**WORK TO COMPLETE**
Reproduce each record exactly.

**RECORDS FOR THIS TASK**
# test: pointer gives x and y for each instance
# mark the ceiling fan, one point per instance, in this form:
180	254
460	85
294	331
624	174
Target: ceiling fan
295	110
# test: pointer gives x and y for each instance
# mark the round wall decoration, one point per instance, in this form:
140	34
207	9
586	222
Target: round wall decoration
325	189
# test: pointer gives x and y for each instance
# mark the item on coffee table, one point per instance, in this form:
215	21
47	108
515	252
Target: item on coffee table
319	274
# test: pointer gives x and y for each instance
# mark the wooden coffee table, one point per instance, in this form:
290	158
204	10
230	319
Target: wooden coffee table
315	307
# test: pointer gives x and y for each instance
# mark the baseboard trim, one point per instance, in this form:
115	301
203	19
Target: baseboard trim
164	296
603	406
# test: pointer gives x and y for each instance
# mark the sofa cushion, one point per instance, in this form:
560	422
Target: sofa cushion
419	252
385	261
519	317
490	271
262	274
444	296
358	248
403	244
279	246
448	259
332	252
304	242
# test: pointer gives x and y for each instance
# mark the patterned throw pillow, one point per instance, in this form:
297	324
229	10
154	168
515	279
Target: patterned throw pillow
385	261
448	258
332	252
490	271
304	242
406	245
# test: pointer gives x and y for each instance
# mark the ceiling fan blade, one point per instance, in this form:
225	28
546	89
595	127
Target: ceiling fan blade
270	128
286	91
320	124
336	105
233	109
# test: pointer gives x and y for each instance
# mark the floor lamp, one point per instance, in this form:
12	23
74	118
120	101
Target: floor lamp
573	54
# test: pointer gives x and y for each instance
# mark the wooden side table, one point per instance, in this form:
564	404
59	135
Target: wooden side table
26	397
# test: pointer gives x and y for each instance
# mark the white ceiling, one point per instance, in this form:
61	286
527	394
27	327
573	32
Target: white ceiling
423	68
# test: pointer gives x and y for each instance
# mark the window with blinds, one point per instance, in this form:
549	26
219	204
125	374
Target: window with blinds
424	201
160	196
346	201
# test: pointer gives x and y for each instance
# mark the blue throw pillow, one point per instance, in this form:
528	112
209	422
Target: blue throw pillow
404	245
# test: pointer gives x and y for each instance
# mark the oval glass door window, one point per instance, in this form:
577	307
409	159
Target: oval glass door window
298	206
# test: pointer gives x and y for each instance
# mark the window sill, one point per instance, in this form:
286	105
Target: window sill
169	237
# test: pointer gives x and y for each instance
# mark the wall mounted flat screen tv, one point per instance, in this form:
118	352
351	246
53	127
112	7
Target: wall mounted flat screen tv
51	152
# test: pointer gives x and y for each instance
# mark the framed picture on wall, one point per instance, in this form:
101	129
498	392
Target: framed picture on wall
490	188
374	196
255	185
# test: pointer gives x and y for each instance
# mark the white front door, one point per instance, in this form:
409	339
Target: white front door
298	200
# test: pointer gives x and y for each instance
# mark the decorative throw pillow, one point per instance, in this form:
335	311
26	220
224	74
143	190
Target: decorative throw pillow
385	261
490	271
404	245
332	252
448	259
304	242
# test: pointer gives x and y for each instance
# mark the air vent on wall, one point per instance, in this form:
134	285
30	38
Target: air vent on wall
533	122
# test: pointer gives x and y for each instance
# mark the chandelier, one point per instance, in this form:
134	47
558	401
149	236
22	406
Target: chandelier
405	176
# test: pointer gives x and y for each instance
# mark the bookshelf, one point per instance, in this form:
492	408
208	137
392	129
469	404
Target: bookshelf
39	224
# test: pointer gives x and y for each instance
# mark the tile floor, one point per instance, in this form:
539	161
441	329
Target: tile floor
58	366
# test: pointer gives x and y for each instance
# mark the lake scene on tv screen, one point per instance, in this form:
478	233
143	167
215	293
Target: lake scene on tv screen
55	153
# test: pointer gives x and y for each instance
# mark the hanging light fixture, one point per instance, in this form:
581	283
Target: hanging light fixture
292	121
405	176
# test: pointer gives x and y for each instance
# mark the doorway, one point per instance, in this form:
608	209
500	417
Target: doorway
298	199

**ANSWER FOR THE TASK**
# test: pointer gives x and y for each instance
# mark the ceiling fan, one point per instance, in this form:
180	254
460	85
294	331
624	174
Target: ceiling fan
295	110
# test: pointer gives x and y for each instance
# mark the round wall decoration, one point per instance, in this form:
140	34
207	9
586	222
Target: round wall decoration
325	189
# test: pointer gives x and y for each instance
# mark the item on coffee table, one point per instance, in this form:
215	21
47	108
515	252
Target: item on coffee table
319	274
# test: pointer gives x and y for each instance
# mark the wooden coffee table, one point per instance, in this form:
290	158
204	10
230	319
Target: wooden coffee table
315	307
# test: pointer gives x and y for each instance
# mark the baseboard trim, one point per instance, in this form:
115	301
203	19
Target: baseboard trim
164	296
603	406
# test: pointer gives x and y for each instance
# mark the sofa cushion, one point per instance, in this form:
560	422
Target: sofa cushion
419	252
385	261
519	317
490	271
262	274
444	296
358	248
403	244
279	246
448	259
332	252
304	242
# test: pointer gives x and y for each instance
# mark the patterned throw pillow, one point per instance, in this form:
297	324
229	10
154	168
515	279
Target: patterned throw pillow
385	261
448	258
332	252
490	271
304	242
406	245
# test: pointer gives x and y for each instance
# mark the ceiling fan blade, one point per instance, in this form:
225	28
546	89
595	127
Target: ceiling fan blade
270	128
286	91
320	124
336	105
233	109
# test: pointer gives x and y for each instance
# mark the floor lamp, one point per instance, in this form:
12	23
74	118
120	101
Target: floor lamp
573	54
# test: pointer gives x and y for each instance
# mark the wooden side table, one point per instance, in this form:
564	404
59	135
Target: wooden side table
26	397
# test: pointer gives x and y for each instance
# mark the white ceiling, one point per instance, in this form:
61	286
527	394
27	327
573	32
Target: white ceiling
423	68
# test: pointer gives x and y for each instance
# mark the window with blinds, one point per instance, in this form:
549	26
219	204
125	374
Target: window with blinds
424	201
160	196
346	201
# test: pointer gives x and y for each instance
# mark the blue throw pillow, one point per instance, in this form:
528	112
209	422
Target: blue throw pillow
404	245
# test: pointer gives x and y for each instance
# mark the oval glass door window, one point per instance, in this form:
577	307
409	159
Target: oval glass door window
298	206
# test: pointer gives x and y for each instance
# mark the window sill, one point per instance, in this form:
286	105
Target: window sill
169	237
# test: pointer gives x and y for each instance
# mark the wall mounted flat screen tv, one point per instance, in this form:
118	352
351	246
53	127
112	7
Target: wall mounted flat screen tv
51	152
# test: pointer gives x and y for each instance
# mark the framed picture on wall, one point per instance, in this form:
101	129
498	392
Target: framed picture on wall
490	188
374	196
255	185
# test: pointer gives x and y for each instance
# mark the white front door, one point per instance, in this form:
409	339
Target: white front door
298	200
# test: pointer gives x and y for each instance
# mark the decorative throw pillow, one point per instance, in this form:
335	311
26	220
224	74
143	190
Target: decorative throw pillow
385	261
490	271
404	245
332	252
448	259
304	242
# test: pointer gives x and y for each instance
# mark the air vent on wall, one point per instance, in this form:
134	285
30	38
Target: air vent on wall
533	122
# test: pointer gives x and y for each instance
# mark the chandelier, one point per instance, in this form:
134	47
558	401
149	236
22	406
Target: chandelier
405	176
# test: pointer gives x and y for each instance
# mark the bookshelf, one point per instance, in this form:
492	408
208	137
392	129
469	404
Target: bookshelf
39	224
# test: pointer gives x and y for each instance
# mark the tile floor, one point per instance, in this form:
539	161
441	329
Target: tile floor
58	366
# test: pointer gives x and y for each instance
# mark the lake scene on tv screen, one point per instance, in this form:
478	233
143	167
215	293
Target: lake scene on tv screen
55	153
# test: pointer gives x and y for each instance
# mark the hanging light fixture, one point per instance, in this form:
581	283
Target: hanging light fixture
292	121
405	176
# test: pointer gives x and y for each instance
# mark the doorway, one point per instance, in this form:
608	209
500	417
Target: doorway
298	199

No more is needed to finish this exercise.